### Request
Please find each row below that contains the string "track" and copy those rows. Case counts.

▶

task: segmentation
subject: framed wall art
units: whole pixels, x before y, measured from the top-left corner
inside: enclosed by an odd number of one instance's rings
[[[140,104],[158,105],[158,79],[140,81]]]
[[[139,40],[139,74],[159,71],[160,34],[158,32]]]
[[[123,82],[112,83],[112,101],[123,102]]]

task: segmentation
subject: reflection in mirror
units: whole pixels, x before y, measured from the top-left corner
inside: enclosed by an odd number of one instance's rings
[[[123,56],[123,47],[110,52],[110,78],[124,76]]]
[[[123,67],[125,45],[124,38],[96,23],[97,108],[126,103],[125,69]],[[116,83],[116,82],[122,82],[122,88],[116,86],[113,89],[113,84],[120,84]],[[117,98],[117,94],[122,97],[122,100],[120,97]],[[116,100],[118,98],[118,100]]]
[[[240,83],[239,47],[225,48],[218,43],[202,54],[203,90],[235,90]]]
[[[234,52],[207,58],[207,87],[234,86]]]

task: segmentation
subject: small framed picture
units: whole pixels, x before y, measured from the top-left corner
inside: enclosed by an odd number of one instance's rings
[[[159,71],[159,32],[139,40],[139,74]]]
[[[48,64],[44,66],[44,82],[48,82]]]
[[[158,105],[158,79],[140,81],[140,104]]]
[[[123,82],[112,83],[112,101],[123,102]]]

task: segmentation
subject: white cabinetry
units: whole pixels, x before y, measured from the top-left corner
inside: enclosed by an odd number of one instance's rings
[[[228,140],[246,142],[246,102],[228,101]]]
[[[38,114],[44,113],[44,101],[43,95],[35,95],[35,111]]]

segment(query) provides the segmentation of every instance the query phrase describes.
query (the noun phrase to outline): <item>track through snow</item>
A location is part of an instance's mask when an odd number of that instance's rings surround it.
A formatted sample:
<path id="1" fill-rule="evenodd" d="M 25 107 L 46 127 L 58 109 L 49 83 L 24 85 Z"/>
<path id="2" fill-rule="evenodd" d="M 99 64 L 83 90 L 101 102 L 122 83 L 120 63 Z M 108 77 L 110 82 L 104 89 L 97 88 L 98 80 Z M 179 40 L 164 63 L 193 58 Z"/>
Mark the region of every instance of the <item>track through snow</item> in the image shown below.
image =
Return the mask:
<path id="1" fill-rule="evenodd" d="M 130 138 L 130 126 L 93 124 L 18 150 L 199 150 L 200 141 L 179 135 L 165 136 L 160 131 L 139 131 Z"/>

◀
▶

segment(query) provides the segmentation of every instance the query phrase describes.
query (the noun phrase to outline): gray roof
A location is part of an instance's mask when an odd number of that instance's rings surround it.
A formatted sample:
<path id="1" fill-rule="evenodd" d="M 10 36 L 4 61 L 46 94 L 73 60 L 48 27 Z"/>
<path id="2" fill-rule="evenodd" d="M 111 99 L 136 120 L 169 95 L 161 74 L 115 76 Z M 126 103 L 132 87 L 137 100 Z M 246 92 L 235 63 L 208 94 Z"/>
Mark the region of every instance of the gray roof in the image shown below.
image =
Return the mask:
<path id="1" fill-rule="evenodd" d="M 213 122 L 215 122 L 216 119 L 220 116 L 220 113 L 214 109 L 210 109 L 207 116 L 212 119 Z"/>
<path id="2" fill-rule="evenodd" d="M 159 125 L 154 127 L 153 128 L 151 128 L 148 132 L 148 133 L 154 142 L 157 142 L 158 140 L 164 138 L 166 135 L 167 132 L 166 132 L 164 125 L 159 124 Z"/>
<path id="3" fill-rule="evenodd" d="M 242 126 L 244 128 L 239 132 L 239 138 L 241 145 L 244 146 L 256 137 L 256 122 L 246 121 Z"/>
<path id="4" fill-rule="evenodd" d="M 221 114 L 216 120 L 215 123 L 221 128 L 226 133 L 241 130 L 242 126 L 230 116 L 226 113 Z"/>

◀

### Output
query (the noun phrase to outline): <item>track through snow</item>
Mark the region of every instance of the <item>track through snow</item> in the image shown below.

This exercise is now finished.